Document excerpt Block Start

Screening for Social Needs: Addressing More than Health Conditions

By: Danielle Maholtz, DO, FAAP and Carley Riley, MD, MPP, MHS, FAAP

A movement is underway in medicine to provide more holistic patient care that addresses not only the clinical conditions of patients but also the upstream factors that impact health of people. The World Health Organization (WHO) has defined these upstream factors as social determinants of health (SDoH), “the conditions in which people are born, grow, live, work and age” which are “shaped by the distribution of money, power and resources” (1). Since then, these conditions have been categorized into five broad categories: economic instability, education, social and community context, health and health care and neighborhood and build environment (2). Included in this list are health factors which represent things we can change to improve health for all like opportunities for quality education, access to healthy foods and secure and affordable housing. According to the Robert Wood Johnson Foundation County Health Rankings and Roadmaps, 50% of social risk factors impacting health outcomes are health factors that can be targeted to improve general population health (3).

Improving health and achieving health equity require innovation in how children with unmet needs across these social determinant categories are identified. Screening tools have been validated for identification of these unmet social needs in pediatric outpatient offices. Recognition that patients with unmet social needs frequently have difficulties with outpatient follow up has led to efforts to screen in the acute care and inpatient settings. Children requiring critical care have been recognized as being at greater risk for unmet social needs than the general population, but no work has yet utilized screening to identify unmet social needs in the pediatric critical care population.

Document excerpt Block End
Entries supplied Block Start

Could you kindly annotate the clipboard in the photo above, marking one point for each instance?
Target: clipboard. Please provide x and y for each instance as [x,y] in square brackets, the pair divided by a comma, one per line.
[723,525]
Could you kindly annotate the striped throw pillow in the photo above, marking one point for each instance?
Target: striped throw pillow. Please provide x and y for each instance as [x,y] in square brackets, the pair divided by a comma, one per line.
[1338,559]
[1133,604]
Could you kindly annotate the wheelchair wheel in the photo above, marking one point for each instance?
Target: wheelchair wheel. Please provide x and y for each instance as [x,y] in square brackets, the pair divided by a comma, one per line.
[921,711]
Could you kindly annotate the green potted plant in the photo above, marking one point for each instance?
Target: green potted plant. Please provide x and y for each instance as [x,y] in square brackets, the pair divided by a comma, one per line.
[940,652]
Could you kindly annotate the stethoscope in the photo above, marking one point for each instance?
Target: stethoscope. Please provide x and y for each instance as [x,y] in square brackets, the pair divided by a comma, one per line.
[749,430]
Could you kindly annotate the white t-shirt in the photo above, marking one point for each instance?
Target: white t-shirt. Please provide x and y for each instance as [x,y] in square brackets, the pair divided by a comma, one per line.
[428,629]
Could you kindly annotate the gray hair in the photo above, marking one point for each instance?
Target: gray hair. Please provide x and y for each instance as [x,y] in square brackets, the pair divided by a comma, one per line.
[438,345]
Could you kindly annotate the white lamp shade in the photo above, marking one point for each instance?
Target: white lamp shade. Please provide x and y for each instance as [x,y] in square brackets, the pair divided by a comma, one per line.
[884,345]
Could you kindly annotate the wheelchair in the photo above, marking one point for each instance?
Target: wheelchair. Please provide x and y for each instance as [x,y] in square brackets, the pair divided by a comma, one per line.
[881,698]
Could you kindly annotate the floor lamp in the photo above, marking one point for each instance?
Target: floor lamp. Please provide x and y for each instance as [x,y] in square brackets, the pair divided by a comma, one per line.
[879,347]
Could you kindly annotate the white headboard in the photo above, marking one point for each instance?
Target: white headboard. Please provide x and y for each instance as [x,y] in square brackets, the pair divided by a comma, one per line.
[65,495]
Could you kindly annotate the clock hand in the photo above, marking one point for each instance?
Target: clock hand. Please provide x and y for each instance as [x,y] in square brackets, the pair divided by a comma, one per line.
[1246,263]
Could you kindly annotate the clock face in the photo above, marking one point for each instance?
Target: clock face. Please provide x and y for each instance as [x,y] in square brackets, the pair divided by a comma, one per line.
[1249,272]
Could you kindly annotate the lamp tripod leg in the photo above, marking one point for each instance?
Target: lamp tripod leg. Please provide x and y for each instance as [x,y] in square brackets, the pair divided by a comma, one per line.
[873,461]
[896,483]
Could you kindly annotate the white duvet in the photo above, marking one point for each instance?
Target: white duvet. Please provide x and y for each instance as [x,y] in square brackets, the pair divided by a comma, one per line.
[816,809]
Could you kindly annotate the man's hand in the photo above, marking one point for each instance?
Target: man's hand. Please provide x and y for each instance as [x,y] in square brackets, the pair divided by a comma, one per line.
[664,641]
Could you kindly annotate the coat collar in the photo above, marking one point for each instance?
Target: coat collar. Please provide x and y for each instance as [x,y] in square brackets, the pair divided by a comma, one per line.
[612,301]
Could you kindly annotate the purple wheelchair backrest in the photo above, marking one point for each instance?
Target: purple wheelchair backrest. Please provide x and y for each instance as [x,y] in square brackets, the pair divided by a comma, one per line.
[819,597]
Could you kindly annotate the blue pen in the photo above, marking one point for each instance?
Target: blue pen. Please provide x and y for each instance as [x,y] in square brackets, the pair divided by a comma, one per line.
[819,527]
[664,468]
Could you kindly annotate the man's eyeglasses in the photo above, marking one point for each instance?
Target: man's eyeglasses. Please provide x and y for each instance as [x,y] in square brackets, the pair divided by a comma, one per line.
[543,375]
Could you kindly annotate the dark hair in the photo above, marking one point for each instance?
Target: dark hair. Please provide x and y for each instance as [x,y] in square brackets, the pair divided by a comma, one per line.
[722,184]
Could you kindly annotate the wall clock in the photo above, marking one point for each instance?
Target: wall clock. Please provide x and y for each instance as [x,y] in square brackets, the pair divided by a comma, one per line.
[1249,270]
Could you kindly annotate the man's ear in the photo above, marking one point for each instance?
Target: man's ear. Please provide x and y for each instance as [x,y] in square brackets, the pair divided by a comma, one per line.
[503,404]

Entries supplied Block End

**Questions on the material**
A – From the article on screening for social needs, copy the passage from "Improving health and" up to and including "critical care population.", word for word.
B – In the article on screening for social needs, what percentage of social risk factors impacting health outcomes are health factors that can be targeted to improve general population health?
C – Continue the article on screening for social needs, starting right after its final sentence.

**Answer section**
A –
Improving health and achieving health equity require innovation in how children with unmet needs across these social determinant categories are identified. Screening tools have been validated for identification of these unmet social needs in pediatric outpatient offices. Recognition that patients with unmet social needs frequently have difficulties with outpatient follow up has led to efforts to screen in the acute care and inpatient settings. Children requiring critical care have been recognized as being at greater risk for unmet social needs than the general population, but no work has yet utilized screening to identify unmet social needs in the pediatric critical care population.

B – 50%

C –
To learn more about how these needs impact critically ill children and lead in the movement to address unmet social needs that impact child health and wellbeing, the Cincinnati Children’s Hospital Medical Center Pediatric Intensive Care Unit formed a multidisciplinary team of Pediatric Intensive Care physicians, advanced practice practitioners, nurses, and social workers. This team developed a process to screen children and their caregivers admitted to our intensive care unit for unmet social needs and then respond to identified needs. We recently received an American Academy of Pediatrics Section on Critical Care Small Project Award to support this effort. Since beginning the screening process in 2021, our unit has identified many patients with unmet social needs and connected their caregivers with hospital and community-based resources. There has been a positive response to the families involved in the process. Our future goals are to standardize and implement this screening process for all children admitted to our unit and to collaborate with the acute care and outpatient office teams to overlap our screening process with those already existent in other areas of the medical system.

Citations

1. Alderwick, H. and L.M. Gottlieb, Meanings and Misunderstandings: A Social Determinants of Health Lexicon for Health Care Systems. Milbank Q, 2019. 97(2): p. 407-419.
2. Sokol, R., et al., Screening Children for Social Determinants of Health: A Systematic Review. Pediatrics, 2019. 144(4).3.
3. “2020 County Health Rankings Key Findings Report.” County Health Rankings & Roadmaps, www.countyhealthrankings.org/reports/2020-county-health-rankings-key-findings-report.